アドからサブスクモデルへの移行は世界的な潮流に 海外の成功事例から考えるメディアビジネスの未来

2019年7月29日、株式会社キメラ主催によるイベント「メディアのサブスクリプションビジネス戦略」が開催されました。国内外で激変のさなかにあるパブリッシャーのメディアビジネス。広告収益による成長モデルはすでに限界を迎え、ビジネス継続が困難になるケースも現れるようになりました。無料の広告モデルから、昨今Webサービスの分野で主流になりつつあるサブスクリプションも交えた有料メディア運営へ、どう戦略的に切り替えればいいのか。本イベントでは、海外事例や日本国内で進行中の取り組みを参考に、サブスクリプションビジネスをいかに推進するかの考え方とその手法について明らかにします。本記事では、グーグル合同会社の友田雄介氏による講演「収入源の多様化とGoogleの提供するツール」の模様をお送りします。

世界の潮流はアドモデルからサブスクモデルへ

友田雄介氏:みなさん、こんにちは。すみません、ちょっと喉をやられているので声がお聞き苦しいんですけれども。Google のプロダクトパートナーシップ本部というところで仕事をしております、友田と申します。どうぞよろしくお願いいたします。

今日は、パブリッシャーのみなさんの収入源の多様化と、それに対して Google がどんなツールをご用意しているか、あるいはご用意しようとしているかというところを、海外の事例なども交えながらご紹介差し上げたいと思います。

最初に、この本日お集まりのみなさまの中で、もうすでになんらかの有料モデルのサブスクリプションモデルをやっているという方はどれぐらいいらっしゃいますか?

(会場挙手)

なるほど。1〜2割ぐらいという感じですかね。ありがとうございます。ということは残りの8〜9割のみなさんはアドモデル、つまり広告モデルで実際にビジネスをされているという理解でおります。

そんななか、とくにこの2019年、世界の潮流と言うとちょっと大げさなんですけれども、ほかの国ではどんなビジネスのかたちを考えているかをロイターさんが調査をしまして。実は世界中、N数が163ではあるんですけれども、163のパブリッシャーに聞いたところ、52パーセントが「有料購読モデルに注力する」と回答しております。これは「注力する」と言っているわけで、やっているかどうかはまた別な話ですが。

グラフにもありますように、2番目と3番目のほうですね。これがディスプレイアド・ネイティブアドの部分ですが、その合計で35パーセントということで、今年は広告よりもなんらかのサブスクリプションモデルに注力する方が非常に多いことがこれでわかります。

サブスクモデルに勝機を見出す海外のメディア

それはなぜかということですけれども、実は成功事例が世界中で非常に増えてきているということがあります。

先ほどの講演でもありましたけれども、『The New York Times』が発表していたように、もうすでに450万人の、なんらかの仕組みによる有料課金のお客様を持っていらっしゃるということです。しかも、購読料収入が彼らの全収入の3分の2を超えたということも言っております。

そして『The Guardian』ですけれども、こちらも有料課金者が65万人ですね。これは『New York Times』と比べるともちろん少ないんですけれども、それでも昨年の57万人から65万人に、1年で増えています。

** 記述課題 a **
抽出テキストのうち、「世界の潮流はアドモデルからサブスクモデルへ」で始まり「ているという理解でおります。」まで続く部分を、一字も変えずに出力してください。

** 抜粋データ **
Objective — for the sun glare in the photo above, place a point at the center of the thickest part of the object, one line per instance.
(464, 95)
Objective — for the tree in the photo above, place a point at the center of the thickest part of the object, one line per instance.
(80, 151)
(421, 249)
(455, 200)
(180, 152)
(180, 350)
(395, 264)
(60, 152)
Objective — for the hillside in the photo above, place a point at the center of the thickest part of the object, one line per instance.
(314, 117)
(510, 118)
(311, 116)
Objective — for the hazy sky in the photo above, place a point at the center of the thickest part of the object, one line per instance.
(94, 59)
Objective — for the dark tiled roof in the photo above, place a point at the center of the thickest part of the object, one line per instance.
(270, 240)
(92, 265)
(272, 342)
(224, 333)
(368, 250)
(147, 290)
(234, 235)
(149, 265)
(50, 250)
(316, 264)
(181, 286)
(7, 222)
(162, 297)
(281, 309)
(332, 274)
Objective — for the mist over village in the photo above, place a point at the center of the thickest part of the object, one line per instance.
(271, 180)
...
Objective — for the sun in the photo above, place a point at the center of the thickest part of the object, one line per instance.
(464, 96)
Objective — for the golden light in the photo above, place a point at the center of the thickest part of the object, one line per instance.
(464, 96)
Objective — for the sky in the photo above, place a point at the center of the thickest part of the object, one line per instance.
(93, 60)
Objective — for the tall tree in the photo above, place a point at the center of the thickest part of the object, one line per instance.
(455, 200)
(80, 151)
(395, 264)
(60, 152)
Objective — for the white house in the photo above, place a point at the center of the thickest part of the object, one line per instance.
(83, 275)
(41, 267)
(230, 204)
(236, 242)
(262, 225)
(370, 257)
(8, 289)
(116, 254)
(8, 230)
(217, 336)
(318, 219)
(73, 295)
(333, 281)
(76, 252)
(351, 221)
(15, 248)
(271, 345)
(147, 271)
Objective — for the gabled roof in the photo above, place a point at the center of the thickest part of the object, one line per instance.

** 記述課題 b **
レコードの中で「above」という語を含む行をすべて、元のまま一行ずつ報告してください。

** 記述回答 a **
世界の潮流はアドモデルからサブスクモデルへ

友田雄介氏:みなさん、こんにちは。すみません、ちょっと喉をやられているので声がお聞き苦しいんですけれども。Google のプロダクトパートナーシップ本部というところで仕事をしております、友田と申します。どうぞよろしくお願いいたします。

今日は、パブリッシャーのみなさんの収入源の多様化と、それに対して Google がどんなツールをご用意しているか、あるいはご用意しようとしているかというところを、海外の事例なども交えながらご紹介差し上げたいと思います。

最初に、この本日お集まりのみなさまの中で、もうすでになんらかの有料モデルのサブスクリプションモデルをやっているという方はどれぐらいいらっしゃいますか?

(会場挙手)

なるほど。1〜2割ぐらいという感じですかね。ありがとうございます。ということは残りの8〜9割のみなさんはアドモデル、つまり広告モデルで実際にビジネスをされているという理解でおります。

** 記述回答 b **
Objective — for the sun glare in the photo above, place a point at the center of the thickest part of the object, one line per instance.
Objective — for the tree in the photo above, place a point at the center of the thickest part of the object, one line per instance.
Objective — for the hillside in the photo above, place a point at the center of the thickest part of the object, one line per instance.
Objective — for the hazy sky in the photo above, place a point at the center of the thickest part of the object, one line per instance.
Objective — for the dark tiled roof in the photo above, place a point at the center of the thickest part of the object, one line per instance.
Objective — for the mist over village in the photo above, place a point at the center of the thickest part of the object, one line per instance.
Objective — for the sun in the photo above, place a point at the center of the thickest part of the object, one line per instance.
Objective — for the golden light in the photo above, place a point at the center of the thickest part of the object, one line per instance.
Objective — for the sky in the photo above, place a point at the center of the thickest part of the object, one line per instance.
Objective — for the tall tree in the photo above, place a point at the center of the thickest part of the object, one line per instance.
Objective — for the white house in the photo above, place a point at the center of the thickest part of the object, one line per instance.
Objective — for the gabled roof in the photo above, place a point at the center of the thickest part of the object, one line per instance.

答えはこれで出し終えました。